USING THE INFORMATION:
• 1. Please copy the passage of the Kentucky fall sports article between "The Kentucky Board" and "during today's meeting.", inclusive.
• 2. Extend the article on high-contact fall sports in Kentucky, picking up after its final sentence.

SELECTED TEXT:
..............................

Friday, August 28, 2020

Kentucky Board of Education to urge KHSAA for consideration of alternative options for high-contact fall sports

The Kentucky Board of Education voted 10-0 today to authorize the Kentucky Department of Education to send a letter on behalf of the BOE to the Kentucky High School Athletic Association's Board of Control urging additional considerations of alternative options for high-contact fall sports. 

Board of Education chairperson Lu Young said the alternatives will include guidance, looking at what other states are doing, and responding to the concerns the Board of Education members shared during today's meeting. 

KHSAA Commissioner Julian Tackett detailed how the association came to its decision to begin fall sports competition the week of September 7.

Dr. Steven Stack, public health commissioner for Kentucky, voiced concern about high-contact sports.

"I think sports is inseparable from school," Stack said. "The kids behave similar ways, and so when I look at the sports, I see all the benefits, all the beneficial good that they bring, and I wanna to get our kids back to that. But I also know it's a time when for many of these sports there's high contact, high touch and a lot of close proximity, and we've seen sports teams, even Division I NCAA sports teams that have a heck of a lot more money than all of you put together have who couldn't manage to keep the disease out of their teams even with all of the things they were doing. So I think you have to consider how much resources does your high school or your middle school have in order to do the kinds of things that are envisioned here potentially in the KHSAA document but are already being done in other places."

..............................

EXCERPTED DATA:
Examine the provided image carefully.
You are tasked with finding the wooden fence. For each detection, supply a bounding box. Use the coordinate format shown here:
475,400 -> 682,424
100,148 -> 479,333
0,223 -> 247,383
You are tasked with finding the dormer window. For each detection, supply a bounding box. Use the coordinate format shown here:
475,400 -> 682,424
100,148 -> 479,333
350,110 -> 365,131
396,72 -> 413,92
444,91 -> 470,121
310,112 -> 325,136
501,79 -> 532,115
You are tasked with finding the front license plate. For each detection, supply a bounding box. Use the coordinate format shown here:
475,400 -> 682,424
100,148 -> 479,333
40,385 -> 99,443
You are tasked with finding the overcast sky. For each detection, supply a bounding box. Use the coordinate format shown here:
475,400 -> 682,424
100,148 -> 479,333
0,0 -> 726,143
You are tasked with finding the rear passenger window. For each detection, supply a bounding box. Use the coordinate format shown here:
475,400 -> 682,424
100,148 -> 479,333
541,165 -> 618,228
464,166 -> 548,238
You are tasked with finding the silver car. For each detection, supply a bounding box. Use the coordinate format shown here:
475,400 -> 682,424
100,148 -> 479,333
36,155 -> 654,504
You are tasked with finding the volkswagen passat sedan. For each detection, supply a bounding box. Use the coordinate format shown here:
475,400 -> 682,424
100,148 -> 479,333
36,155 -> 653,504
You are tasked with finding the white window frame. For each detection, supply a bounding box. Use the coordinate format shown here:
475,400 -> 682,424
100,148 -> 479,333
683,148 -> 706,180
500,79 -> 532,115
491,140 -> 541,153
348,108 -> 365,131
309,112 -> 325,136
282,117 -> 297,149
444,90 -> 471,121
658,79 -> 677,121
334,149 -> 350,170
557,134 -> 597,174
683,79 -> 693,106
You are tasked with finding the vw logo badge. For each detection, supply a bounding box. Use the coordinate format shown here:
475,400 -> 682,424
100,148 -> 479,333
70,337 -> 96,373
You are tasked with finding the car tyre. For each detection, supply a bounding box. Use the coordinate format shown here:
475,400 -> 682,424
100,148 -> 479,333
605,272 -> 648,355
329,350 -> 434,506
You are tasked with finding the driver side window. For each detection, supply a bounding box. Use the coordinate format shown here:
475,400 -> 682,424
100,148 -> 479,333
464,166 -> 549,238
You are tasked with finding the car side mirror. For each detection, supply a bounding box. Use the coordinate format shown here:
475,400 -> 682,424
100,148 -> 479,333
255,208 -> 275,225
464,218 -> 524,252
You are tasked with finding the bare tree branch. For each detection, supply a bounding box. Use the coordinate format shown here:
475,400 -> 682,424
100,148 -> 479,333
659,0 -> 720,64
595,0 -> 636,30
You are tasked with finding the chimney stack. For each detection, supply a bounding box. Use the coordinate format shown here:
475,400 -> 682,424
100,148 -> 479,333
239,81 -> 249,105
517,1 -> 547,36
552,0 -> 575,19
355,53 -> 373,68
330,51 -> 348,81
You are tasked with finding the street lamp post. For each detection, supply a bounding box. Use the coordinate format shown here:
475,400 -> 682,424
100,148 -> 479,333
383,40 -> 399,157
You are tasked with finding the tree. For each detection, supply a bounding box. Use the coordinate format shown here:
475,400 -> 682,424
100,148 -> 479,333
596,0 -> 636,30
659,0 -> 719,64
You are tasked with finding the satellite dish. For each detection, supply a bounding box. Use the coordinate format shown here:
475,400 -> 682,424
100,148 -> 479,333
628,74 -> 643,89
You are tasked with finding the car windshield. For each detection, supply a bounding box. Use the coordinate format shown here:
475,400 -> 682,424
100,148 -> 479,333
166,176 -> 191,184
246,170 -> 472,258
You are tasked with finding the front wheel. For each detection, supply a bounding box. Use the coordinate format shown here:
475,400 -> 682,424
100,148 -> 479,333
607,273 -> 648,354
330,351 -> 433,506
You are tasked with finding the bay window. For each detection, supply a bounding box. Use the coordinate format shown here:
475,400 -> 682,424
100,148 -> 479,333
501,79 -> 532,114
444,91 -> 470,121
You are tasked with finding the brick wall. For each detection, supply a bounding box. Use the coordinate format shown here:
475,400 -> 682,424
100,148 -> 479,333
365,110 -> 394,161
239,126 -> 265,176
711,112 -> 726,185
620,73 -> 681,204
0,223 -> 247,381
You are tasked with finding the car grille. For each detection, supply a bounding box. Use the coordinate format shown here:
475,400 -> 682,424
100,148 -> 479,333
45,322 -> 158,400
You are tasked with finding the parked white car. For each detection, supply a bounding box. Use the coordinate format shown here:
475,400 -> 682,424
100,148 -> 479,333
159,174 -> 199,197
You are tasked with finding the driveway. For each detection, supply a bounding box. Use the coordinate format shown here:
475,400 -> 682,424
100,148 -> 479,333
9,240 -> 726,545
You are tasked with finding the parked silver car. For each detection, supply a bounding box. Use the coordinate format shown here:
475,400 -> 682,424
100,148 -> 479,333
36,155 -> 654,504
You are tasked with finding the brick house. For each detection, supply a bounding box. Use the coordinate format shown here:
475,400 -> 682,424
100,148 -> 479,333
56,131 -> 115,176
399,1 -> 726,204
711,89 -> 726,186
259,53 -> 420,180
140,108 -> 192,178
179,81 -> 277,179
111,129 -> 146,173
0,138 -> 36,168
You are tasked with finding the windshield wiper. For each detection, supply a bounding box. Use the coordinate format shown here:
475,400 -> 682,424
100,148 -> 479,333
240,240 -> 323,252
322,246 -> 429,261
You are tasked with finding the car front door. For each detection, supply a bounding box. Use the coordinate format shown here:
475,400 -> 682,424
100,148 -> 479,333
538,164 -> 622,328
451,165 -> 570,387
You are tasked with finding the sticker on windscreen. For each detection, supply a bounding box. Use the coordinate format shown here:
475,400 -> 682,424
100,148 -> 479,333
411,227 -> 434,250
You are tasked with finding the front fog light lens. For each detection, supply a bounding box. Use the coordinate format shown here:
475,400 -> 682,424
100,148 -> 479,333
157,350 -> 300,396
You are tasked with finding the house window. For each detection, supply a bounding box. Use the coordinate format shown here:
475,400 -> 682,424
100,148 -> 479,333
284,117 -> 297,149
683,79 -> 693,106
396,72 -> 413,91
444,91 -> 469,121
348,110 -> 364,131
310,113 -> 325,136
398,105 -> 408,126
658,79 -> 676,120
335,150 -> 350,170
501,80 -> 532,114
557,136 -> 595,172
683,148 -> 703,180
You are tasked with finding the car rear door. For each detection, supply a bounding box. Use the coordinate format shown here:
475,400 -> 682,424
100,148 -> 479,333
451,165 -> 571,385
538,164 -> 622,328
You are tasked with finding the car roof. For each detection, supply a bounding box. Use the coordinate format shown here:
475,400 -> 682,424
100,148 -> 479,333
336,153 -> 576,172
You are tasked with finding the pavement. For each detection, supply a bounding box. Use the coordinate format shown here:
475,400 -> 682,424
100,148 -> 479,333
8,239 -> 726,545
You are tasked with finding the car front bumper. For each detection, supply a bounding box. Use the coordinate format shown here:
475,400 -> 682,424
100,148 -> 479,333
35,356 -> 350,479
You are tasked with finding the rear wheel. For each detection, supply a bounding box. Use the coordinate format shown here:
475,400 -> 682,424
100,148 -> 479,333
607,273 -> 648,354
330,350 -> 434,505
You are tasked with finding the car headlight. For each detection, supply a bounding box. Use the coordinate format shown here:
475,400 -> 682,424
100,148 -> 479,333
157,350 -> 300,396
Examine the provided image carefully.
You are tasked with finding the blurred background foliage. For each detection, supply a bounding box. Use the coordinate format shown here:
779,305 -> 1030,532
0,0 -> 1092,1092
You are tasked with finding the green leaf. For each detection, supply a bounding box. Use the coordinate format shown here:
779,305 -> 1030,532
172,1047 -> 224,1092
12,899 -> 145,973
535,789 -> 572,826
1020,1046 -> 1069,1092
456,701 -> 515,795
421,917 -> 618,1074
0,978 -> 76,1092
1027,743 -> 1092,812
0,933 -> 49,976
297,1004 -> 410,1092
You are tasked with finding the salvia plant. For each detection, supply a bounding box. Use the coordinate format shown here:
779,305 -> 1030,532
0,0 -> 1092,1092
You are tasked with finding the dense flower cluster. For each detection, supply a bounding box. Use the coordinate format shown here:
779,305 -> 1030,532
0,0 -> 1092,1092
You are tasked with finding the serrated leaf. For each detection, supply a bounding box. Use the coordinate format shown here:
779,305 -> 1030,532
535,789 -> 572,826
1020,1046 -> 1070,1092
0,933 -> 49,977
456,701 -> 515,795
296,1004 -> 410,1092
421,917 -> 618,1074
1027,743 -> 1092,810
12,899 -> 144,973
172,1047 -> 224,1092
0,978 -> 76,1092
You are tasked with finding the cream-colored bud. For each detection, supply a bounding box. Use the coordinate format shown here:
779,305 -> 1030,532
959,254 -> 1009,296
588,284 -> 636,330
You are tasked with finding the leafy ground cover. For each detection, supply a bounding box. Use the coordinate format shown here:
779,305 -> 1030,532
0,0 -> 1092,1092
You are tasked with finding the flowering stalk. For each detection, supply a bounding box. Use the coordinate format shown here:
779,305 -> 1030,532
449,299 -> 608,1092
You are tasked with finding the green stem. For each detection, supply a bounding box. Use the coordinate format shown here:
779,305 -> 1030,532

..............................

RESULTS OF THE TASKS:
• 1.
The Kentucky Board of Education voted 10-0 today to authorize the Kentucky Department of Education to send a letter on behalf of the BOE to the Kentucky High School Athletic Association's Board of Control urging additional considerations of alternative options for high-contact fall sports. 

Board of Education chairperson Lu Young said the alternatives will include guidance, looking at what other states are doing, and responding to the concerns the Board of Education members shared during today's meeting.

• 2.
Covington Independent Schools Superintendent Alvin Garrison will become a member of the KHSAA Board of Control on September 1. Garrison said he supported the KHSAA position of returning to sports in the safest way possible, but not the timing.

"I along with the group of northern Kentucky superintendents disagree with the decision to start practicing and start sports on the 24th (of August)," Garrison said. "We did not think we should start fall sports with not having in person classes or school. Me, personally, I think it sends the wrong message to our student-athletes; it places a higher emphasis on sports than school."